DOCUMENT PASSAGE: Begin

Anti-ageing to become new growth engine for South Korea
South Korea has one of fastest ageing populations
The Samsung Economic Research Institute (SERI), a leading think tank in South Korea believes anti-ageing products and services could provide a new economic growth engine for the country. South Korea will be one of the fastest ageing nations over the next 15 years. Korea’s 65+ population rose from 7.2% in 2000 to 10.9% in 2010 and will reach 15.7% by 2020.
In 2011, South Korea’s anti-ageing market reached KRW11.9 trillion won with a growth rate of 10.1% pa. In a survey, 84.5% of corporate CEOs predicted anti-aging consumption would become a major trend.
Medical, cosmetics, consumer goods, and service industries are expected to enter each other’s fields, intensifying competition. Currently, the most common anti-ageing products are for the skin. In the last ten years, skin-aging cosmetics have accounted for about 50-80% of anti-ageing patent applications.
Innovation in technology, convergence, and biotechnology are boosting the industry. Recent cutting edge products include stem cell cosmetics, gene-activated cosmetics and peptide cosmetics. In addition, IT products such as remote life care consulting, and beauty and skin diagnosis applications for smart phones are already gaining attention.
South Korea’s traditional growth engines - IT, automobiles, shipping, and chemicals - are vulnerable to global economic cycles. Anti-ageing products should be more recession resistant.

DOCUMENT PASSAGE: End

• [WORK TO BE COMPLETED]
Copy out the full article on South Korea's anti-ageing industry word for word. Rely only on the article about South Korea's anti-ageing market; nothing else should inform your work.

PROVIDED INFORMATION: Begin

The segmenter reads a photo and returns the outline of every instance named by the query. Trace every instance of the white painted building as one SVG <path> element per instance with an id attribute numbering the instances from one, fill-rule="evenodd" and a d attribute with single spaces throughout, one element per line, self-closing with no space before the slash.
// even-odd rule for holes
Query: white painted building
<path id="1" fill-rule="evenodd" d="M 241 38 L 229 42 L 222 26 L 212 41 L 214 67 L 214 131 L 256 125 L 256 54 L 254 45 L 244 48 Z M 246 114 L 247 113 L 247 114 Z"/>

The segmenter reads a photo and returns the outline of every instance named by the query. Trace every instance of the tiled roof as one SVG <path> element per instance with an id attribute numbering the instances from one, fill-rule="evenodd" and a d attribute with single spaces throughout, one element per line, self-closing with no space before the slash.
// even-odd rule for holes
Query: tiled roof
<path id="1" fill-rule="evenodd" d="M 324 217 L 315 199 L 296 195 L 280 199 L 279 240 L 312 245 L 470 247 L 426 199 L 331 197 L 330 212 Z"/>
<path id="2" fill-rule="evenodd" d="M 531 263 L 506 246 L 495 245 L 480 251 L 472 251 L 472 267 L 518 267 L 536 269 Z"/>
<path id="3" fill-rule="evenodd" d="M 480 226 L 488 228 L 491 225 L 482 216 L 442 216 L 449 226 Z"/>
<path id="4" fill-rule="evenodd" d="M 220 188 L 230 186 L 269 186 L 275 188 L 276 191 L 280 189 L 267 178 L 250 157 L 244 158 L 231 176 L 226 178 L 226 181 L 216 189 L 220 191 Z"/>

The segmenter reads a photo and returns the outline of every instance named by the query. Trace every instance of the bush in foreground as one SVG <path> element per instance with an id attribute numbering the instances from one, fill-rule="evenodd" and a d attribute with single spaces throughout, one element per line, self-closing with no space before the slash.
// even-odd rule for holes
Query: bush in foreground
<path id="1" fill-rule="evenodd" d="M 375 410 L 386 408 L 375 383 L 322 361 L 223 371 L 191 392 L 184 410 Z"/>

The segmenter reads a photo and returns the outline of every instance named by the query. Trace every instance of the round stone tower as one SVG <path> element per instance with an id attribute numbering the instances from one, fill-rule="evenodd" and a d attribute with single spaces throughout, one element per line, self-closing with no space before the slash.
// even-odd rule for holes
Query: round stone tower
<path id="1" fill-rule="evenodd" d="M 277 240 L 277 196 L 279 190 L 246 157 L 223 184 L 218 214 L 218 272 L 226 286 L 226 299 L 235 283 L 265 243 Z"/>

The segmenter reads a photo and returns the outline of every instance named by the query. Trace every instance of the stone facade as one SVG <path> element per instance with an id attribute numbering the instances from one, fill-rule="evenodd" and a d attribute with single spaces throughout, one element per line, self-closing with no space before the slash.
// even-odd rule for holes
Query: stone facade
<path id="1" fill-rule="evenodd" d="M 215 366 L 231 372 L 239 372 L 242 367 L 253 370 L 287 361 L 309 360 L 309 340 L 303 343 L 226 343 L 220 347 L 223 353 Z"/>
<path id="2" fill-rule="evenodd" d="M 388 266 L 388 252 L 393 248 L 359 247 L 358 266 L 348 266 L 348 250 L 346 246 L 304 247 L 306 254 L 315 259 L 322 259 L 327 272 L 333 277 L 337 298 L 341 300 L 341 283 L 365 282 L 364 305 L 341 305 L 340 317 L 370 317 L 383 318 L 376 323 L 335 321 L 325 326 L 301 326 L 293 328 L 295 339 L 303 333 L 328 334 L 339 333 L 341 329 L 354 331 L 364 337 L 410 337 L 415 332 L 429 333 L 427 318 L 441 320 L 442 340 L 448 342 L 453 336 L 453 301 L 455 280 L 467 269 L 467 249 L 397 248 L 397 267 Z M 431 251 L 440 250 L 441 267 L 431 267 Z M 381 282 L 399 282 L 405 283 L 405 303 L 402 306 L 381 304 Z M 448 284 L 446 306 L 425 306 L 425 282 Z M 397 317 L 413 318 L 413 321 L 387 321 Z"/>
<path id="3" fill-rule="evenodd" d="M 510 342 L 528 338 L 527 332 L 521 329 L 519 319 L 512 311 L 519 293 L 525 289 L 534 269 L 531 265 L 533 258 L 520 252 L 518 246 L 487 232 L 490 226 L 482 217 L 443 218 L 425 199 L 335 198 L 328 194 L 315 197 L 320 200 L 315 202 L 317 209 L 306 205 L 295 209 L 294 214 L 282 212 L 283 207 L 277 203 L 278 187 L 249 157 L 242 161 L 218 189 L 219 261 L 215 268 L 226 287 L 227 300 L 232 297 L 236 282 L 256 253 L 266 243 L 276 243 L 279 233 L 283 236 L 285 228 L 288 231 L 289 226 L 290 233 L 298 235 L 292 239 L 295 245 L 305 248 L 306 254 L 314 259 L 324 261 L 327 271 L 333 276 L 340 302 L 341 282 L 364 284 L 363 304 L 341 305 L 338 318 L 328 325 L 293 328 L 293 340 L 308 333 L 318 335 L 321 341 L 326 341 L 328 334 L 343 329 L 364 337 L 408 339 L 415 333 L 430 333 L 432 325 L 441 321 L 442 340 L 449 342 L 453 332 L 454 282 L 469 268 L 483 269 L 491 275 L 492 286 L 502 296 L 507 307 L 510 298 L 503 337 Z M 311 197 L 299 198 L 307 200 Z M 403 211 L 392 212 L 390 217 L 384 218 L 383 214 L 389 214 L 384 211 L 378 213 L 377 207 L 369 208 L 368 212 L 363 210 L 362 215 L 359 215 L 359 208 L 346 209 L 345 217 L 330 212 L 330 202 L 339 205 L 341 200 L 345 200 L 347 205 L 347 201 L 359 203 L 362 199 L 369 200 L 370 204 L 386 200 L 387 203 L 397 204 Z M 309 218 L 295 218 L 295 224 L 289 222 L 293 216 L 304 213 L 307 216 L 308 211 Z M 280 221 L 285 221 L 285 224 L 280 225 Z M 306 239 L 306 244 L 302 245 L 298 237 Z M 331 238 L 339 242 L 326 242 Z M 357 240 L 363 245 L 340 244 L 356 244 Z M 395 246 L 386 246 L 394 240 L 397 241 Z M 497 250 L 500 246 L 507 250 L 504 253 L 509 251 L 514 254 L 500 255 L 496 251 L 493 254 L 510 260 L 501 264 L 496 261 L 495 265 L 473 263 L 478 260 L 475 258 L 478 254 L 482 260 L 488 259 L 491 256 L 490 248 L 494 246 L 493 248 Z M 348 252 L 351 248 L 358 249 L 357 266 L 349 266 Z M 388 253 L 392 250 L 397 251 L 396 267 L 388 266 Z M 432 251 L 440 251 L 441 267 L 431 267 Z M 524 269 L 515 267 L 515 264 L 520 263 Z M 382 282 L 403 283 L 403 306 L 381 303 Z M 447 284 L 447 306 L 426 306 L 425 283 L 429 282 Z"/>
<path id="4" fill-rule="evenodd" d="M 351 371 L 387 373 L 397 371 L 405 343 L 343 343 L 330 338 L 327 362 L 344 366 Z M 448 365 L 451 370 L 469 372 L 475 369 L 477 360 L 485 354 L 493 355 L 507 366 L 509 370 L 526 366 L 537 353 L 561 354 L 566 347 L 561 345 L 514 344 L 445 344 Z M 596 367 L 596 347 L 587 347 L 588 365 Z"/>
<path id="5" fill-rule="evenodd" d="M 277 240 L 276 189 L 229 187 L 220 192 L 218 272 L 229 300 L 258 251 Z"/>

PROVIDED INFORMATION: End

• [SOLUTION FOR THIS TASK]
Anti-ageing to become new growth engine for South Korea
South Korea has one of fastest ageing populations
The Samsung Economic Research Institute (SERI), a leading think tank in South Korea believes anti-ageing products and services could provide a new economic growth engine for the country. South Korea will be one of the fastest ageing nations over the next 15 years. Korea’s 65+ population rose from 7.2% in 2000 to 10.9% in 2010 and will reach 15.7% by 2020.
In 2011, South Korea’s anti-ageing market reached KRW11.9 trillion won with a growth rate of 10.1% pa. In a survey, 84.5% of corporate CEOs predicted anti-aging consumption would become a major trend.
Medical, cosmetics, consumer goods, and service industries are expected to enter each other’s fields, intensifying competition. Currently, the most common anti-ageing products are for the skin. In the last ten years, skin-aging cosmetics have accounted for about 50-80% of anti-ageing patent applications.
Innovation in technology, convergence, and biotechnology are boosting the industry. Recent cutting edge products include stem cell cosmetics, gene-activated cosmetics and peptide cosmetics. In addition, IT products such as remote life care consulting, and beauty and skin diagnosis applications for smart phones are already gaining attention.
South Korea’s traditional growth engines - IT, automobiles, shipping, and chemicals - are vulnerable to global economic cycles. Anti-ageing products should be more recession resistant.